## JOB
Report every line of the data below that contains the word "ornate", copying each such line in full.

## DATA FOR THE TASK
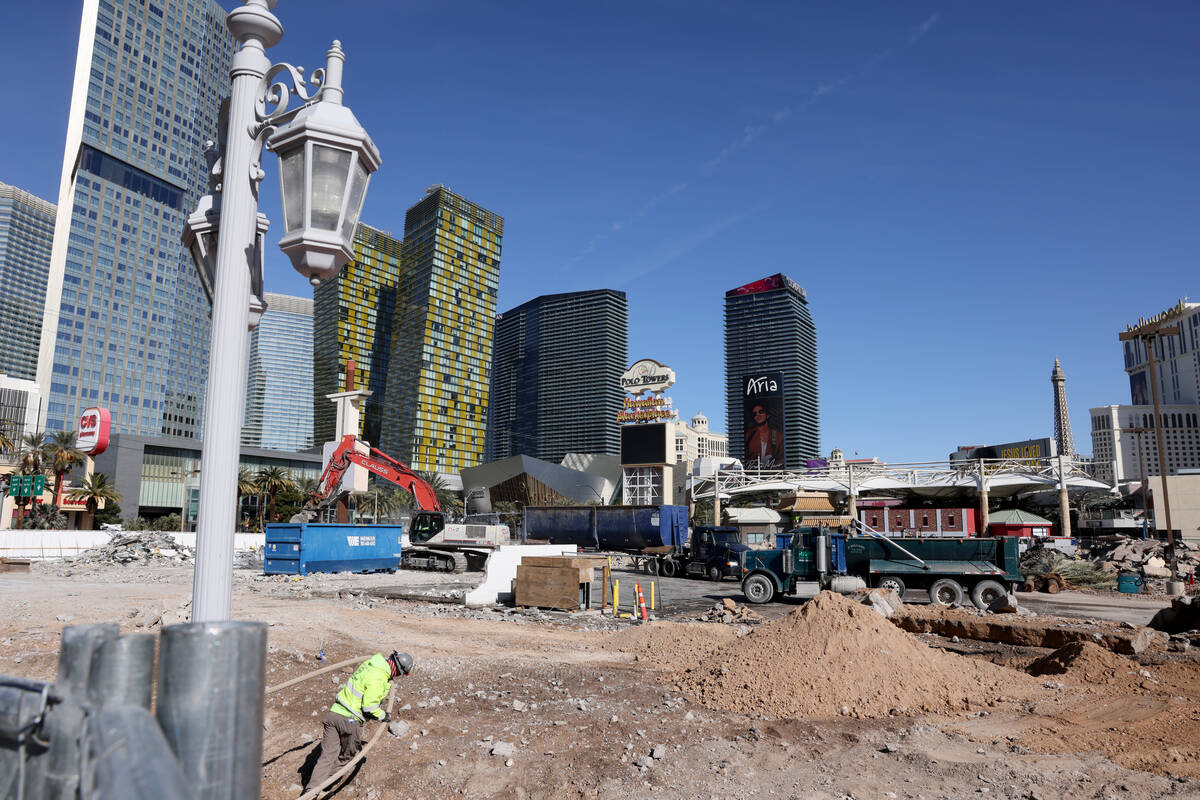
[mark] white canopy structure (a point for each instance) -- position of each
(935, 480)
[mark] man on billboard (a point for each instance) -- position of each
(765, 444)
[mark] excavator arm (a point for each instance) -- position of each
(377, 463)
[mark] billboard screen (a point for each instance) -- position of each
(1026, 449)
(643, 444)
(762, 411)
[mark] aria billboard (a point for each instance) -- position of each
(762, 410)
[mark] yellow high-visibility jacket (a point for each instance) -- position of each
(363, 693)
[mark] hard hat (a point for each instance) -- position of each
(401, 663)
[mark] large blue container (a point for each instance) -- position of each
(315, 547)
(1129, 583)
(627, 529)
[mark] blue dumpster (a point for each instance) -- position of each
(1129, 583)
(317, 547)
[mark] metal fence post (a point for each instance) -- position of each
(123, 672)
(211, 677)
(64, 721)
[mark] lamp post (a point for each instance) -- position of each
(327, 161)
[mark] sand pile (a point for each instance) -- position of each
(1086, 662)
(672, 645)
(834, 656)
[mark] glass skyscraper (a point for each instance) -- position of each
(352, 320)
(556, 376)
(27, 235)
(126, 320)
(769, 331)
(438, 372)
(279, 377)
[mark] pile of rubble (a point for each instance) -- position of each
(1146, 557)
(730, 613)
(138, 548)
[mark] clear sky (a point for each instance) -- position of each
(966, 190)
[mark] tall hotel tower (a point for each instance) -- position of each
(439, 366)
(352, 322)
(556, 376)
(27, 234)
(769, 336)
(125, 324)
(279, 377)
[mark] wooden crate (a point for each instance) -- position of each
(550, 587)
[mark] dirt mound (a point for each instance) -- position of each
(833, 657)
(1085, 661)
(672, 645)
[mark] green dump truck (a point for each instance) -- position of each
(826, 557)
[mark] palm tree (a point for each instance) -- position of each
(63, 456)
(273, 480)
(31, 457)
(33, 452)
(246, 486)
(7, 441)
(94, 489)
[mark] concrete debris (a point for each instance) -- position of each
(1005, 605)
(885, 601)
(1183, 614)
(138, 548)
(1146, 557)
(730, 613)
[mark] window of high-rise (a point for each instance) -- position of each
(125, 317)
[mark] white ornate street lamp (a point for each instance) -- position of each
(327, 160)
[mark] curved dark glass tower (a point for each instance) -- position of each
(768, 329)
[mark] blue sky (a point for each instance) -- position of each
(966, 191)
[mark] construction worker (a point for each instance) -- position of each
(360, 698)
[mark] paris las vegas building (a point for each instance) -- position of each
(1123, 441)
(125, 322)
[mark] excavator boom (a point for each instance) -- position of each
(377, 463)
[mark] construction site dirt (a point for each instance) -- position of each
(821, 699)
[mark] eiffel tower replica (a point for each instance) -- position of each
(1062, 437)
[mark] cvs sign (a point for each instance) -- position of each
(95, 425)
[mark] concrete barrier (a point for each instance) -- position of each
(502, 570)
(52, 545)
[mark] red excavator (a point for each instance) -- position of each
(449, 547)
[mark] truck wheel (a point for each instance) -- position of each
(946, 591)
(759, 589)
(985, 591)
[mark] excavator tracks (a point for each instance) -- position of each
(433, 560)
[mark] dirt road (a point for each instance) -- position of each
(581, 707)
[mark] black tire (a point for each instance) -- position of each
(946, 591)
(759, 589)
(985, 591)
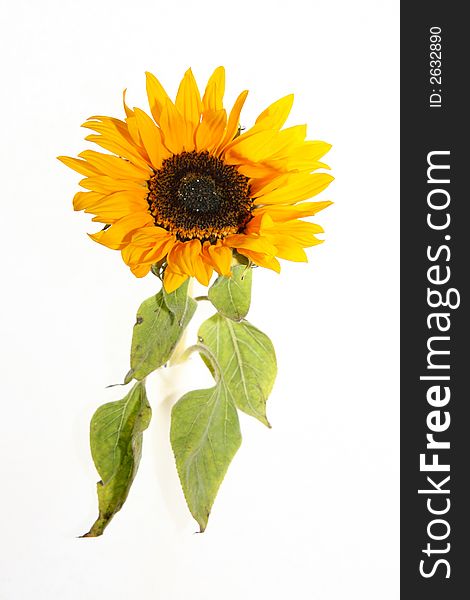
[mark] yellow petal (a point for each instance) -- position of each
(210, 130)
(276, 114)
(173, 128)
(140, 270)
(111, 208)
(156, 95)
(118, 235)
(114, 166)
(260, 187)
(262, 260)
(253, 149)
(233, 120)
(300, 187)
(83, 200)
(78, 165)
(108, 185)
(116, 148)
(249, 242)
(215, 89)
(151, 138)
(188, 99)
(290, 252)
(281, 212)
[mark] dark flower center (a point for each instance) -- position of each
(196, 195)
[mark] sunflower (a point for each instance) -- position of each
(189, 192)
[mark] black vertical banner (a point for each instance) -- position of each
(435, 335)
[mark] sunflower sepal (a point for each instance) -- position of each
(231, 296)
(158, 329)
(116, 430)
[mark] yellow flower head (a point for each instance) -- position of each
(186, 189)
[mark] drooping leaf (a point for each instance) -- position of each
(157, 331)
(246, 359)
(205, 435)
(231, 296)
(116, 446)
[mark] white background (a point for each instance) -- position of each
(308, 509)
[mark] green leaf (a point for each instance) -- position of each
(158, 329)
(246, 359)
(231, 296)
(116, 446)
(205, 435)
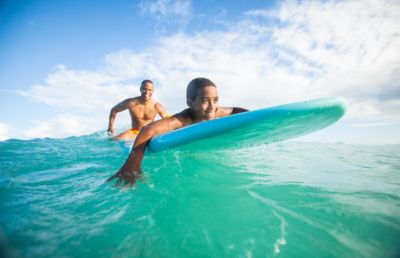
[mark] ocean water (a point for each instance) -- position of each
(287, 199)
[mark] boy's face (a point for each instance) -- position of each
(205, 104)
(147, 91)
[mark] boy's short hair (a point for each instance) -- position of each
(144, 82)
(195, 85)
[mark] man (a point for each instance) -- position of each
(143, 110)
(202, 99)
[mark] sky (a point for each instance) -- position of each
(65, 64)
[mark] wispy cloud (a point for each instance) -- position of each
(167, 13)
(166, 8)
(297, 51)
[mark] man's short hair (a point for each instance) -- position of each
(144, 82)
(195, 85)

==

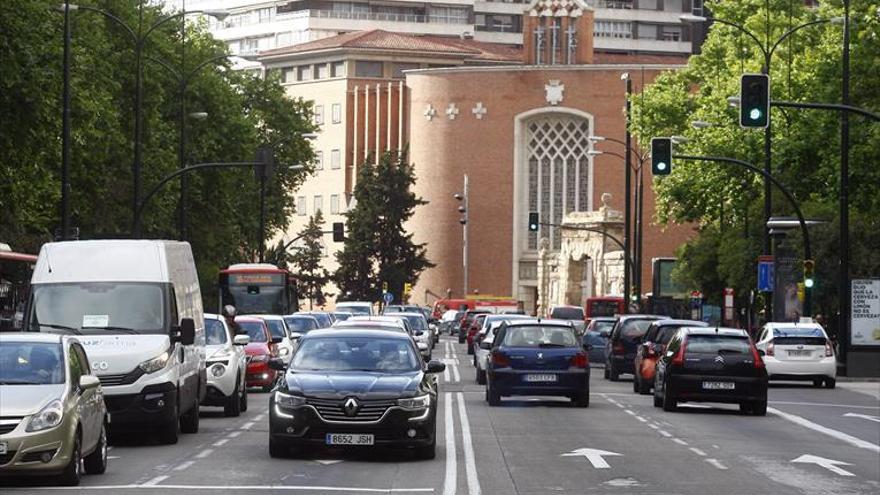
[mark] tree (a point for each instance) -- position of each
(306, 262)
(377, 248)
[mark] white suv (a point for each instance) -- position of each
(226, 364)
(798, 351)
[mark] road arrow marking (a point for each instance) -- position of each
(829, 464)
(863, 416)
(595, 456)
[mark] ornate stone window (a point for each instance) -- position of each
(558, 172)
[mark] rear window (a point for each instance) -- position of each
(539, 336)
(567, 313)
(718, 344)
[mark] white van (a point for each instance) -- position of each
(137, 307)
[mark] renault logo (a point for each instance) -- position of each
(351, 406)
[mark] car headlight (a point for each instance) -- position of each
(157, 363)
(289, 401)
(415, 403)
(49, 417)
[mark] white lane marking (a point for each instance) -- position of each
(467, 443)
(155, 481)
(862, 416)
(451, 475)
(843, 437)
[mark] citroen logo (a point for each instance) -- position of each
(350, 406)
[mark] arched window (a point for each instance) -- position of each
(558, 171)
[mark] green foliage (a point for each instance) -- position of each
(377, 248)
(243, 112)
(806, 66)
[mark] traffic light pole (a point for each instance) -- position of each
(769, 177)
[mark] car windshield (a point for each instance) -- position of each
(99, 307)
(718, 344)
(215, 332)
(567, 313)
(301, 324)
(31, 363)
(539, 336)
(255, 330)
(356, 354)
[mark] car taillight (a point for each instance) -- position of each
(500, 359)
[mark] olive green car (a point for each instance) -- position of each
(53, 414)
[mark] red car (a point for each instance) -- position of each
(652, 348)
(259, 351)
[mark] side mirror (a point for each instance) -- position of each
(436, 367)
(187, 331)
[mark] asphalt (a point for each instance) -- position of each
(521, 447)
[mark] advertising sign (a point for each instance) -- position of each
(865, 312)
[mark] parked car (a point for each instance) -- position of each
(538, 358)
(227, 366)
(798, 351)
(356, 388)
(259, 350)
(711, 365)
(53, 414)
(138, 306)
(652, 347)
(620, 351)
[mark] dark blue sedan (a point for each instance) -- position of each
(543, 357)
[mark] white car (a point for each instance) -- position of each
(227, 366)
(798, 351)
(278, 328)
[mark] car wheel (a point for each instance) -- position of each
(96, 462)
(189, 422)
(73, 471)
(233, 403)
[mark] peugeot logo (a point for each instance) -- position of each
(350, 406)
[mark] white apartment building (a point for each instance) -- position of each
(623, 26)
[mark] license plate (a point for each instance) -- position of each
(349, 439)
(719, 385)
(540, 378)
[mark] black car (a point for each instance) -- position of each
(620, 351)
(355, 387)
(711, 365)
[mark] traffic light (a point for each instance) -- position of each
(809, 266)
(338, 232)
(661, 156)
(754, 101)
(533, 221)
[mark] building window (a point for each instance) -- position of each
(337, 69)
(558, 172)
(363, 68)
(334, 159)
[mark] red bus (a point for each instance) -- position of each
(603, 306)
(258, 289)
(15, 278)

## RESPONSE TO THE EXERCISE
[mark] white ornate street lamp (a point for each instance) -- position of each
[mark] ornate stone window (a point for each instance) -- position of each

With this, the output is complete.